§ Data provided:
━━━━━━━━━━

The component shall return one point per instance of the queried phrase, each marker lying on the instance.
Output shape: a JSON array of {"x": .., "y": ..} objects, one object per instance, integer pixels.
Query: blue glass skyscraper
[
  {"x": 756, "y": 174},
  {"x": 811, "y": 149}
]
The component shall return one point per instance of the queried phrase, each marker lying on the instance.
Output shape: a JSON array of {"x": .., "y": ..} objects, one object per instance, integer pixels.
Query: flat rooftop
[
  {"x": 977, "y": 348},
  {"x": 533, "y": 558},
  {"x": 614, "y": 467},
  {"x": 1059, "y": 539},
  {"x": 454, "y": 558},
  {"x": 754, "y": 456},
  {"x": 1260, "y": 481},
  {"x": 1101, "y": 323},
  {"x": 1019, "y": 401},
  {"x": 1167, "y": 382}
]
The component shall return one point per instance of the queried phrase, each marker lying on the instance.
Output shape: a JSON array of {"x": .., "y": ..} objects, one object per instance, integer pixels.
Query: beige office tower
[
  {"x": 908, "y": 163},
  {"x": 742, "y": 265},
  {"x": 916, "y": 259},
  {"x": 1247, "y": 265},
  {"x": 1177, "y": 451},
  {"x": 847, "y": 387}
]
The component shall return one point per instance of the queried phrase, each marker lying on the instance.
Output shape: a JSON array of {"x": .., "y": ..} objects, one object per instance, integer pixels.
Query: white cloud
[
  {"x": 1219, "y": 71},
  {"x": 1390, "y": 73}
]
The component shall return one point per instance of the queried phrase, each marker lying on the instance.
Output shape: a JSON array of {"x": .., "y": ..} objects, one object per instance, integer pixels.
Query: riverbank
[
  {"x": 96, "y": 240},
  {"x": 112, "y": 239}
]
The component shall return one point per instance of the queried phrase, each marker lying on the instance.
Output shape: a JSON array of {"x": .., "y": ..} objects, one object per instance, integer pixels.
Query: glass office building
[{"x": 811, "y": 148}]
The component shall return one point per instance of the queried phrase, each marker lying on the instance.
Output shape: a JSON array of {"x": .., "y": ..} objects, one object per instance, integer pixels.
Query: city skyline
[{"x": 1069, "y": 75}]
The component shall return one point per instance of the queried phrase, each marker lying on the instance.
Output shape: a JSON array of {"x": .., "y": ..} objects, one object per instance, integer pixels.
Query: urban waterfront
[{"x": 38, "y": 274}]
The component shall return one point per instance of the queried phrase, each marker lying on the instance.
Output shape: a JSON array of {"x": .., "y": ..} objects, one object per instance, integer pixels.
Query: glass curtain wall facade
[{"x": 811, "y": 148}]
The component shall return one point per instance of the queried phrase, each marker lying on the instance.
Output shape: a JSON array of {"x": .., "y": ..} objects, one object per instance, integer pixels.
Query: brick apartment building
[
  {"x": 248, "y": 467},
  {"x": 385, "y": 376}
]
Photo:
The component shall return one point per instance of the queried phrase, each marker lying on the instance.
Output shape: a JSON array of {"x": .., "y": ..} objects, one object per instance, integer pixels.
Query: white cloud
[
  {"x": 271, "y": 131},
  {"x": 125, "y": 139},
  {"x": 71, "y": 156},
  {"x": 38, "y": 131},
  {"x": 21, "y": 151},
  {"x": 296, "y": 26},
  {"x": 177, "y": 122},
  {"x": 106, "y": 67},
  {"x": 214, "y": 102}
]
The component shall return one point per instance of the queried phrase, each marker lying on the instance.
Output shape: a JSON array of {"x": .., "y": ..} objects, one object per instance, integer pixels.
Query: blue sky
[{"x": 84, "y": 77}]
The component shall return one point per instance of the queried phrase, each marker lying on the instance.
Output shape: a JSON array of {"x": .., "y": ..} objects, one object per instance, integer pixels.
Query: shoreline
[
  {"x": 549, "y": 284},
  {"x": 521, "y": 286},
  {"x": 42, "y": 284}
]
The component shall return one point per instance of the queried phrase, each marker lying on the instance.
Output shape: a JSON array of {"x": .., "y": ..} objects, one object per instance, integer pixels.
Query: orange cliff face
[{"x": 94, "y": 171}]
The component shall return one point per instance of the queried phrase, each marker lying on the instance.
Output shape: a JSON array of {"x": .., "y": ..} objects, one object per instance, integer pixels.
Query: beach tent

━━━━━━━━━━

Having read the material, transcribe all of it exactly.

§ Result:
The component shall return one point per instance of the queried phrase, each marker lying on the instance.
Output shape: a JSON array of {"x": .., "y": ..} objects, one object per instance, integer pixels.
Query: blue glass skyscraper
[
  {"x": 756, "y": 174},
  {"x": 811, "y": 149}
]
The component shall return one point per instance of the queried phrase, each marker lying on the instance.
Output shape: a JSON array of {"x": .., "y": ..} objects, one object per instance, integer pixels.
Query: flat rooftop
[
  {"x": 977, "y": 348},
  {"x": 533, "y": 558},
  {"x": 614, "y": 467},
  {"x": 1059, "y": 539},
  {"x": 454, "y": 558},
  {"x": 754, "y": 456},
  {"x": 1260, "y": 481},
  {"x": 1101, "y": 323},
  {"x": 1019, "y": 401},
  {"x": 1167, "y": 382}
]
The component shall return one point per instance of the queried phrase, each marker lying on the instance.
Output shape: a JSON array of {"x": .., "y": ..} objects, one object per instance, integer pixels.
Query: beige office tower
[
  {"x": 908, "y": 163},
  {"x": 742, "y": 265},
  {"x": 916, "y": 259},
  {"x": 1247, "y": 265},
  {"x": 1177, "y": 451},
  {"x": 847, "y": 387}
]
The component shall return one point per instance of the queried phrase, each marker lying on the instance.
Output shape: a JSON array of {"x": .., "y": ..} objects, one object per instance, integer pixels.
Query: white cloud
[
  {"x": 1219, "y": 71},
  {"x": 1390, "y": 73}
]
The component shall return one point per instance of the queried phrase, each marker lying on the instance.
Output shape: a JSON array of {"x": .., "y": ..} objects, one object per instance, integer pixels.
Query: riverbank
[
  {"x": 96, "y": 240},
  {"x": 112, "y": 239}
]
The component shall return one point per instance of the queried phrase, each marker lying on the instance.
Output shape: a JSON array of {"x": .., "y": ..} objects, one object per instance, integer pixels.
Query: glass office building
[{"x": 811, "y": 148}]
The component shall return one point per instance of the queried phrase, each marker lying on the instance.
Output shape: a JSON array of {"x": .., "y": ..} objects, one object per instance, integer pixels.
Query: city skyline
[{"x": 1069, "y": 75}]
The component shall return one point per instance of the queried phrase, each marker lying on the instance.
Output shape: a JSON array of {"x": .., "y": ..} objects, one object per instance, integer pixels.
Query: urban waterfront
[{"x": 38, "y": 274}]
The component shall return one point per instance of the queried phrase, each marker lying on the instance.
Output shape: a JSON array of {"x": .., "y": ..} objects, one object per instance, integer pixels.
Query: glass curtain wall facade
[{"x": 811, "y": 148}]
The component shall return one point per instance of the queried phrase, each marker lying on the instance.
Output shape: a JSON array of {"x": .., "y": ..} objects, one object per instance, integer pixels.
Query: brick apartment building
[
  {"x": 248, "y": 467},
  {"x": 385, "y": 376}
]
Photo:
The component shall return one point per instance of the queried phrase, each marker lying on the instance.
Output shape: a JSON array of {"x": .., "y": ..} objects, one object per instance, integer pixels.
Query: white cloud
[
  {"x": 271, "y": 131},
  {"x": 125, "y": 139},
  {"x": 71, "y": 156},
  {"x": 38, "y": 131},
  {"x": 21, "y": 151},
  {"x": 296, "y": 26},
  {"x": 177, "y": 122},
  {"x": 106, "y": 67},
  {"x": 214, "y": 102}
]
The component shall return one point per instance of the queried phrase, each marker lying on the instance.
Output shape: a JSON array of {"x": .., "y": ..} objects, one object per instance, integer pixels.
Query: blue sky
[{"x": 84, "y": 77}]
The component shall return one point per instance of the queried phrase, each marker lying on the instance.
Output shape: a JSON array of {"x": .., "y": ..} objects, one object per instance, integer pixels.
Query: shoreline
[
  {"x": 549, "y": 284},
  {"x": 521, "y": 286},
  {"x": 42, "y": 284}
]
The component shall return one point per instance of the queried phrase, each marker lying on the instance.
Output shape: a JSON array of {"x": .., "y": ..} objects, one object per instance, integer pixels.
Query: orange cliff face
[{"x": 94, "y": 171}]
The component shall return one point per instance of the queried phrase, each marker lying on the instance.
Output shape: a JSON array of {"x": .., "y": ..} objects, one object per instance, integer pixels.
Query: beach tent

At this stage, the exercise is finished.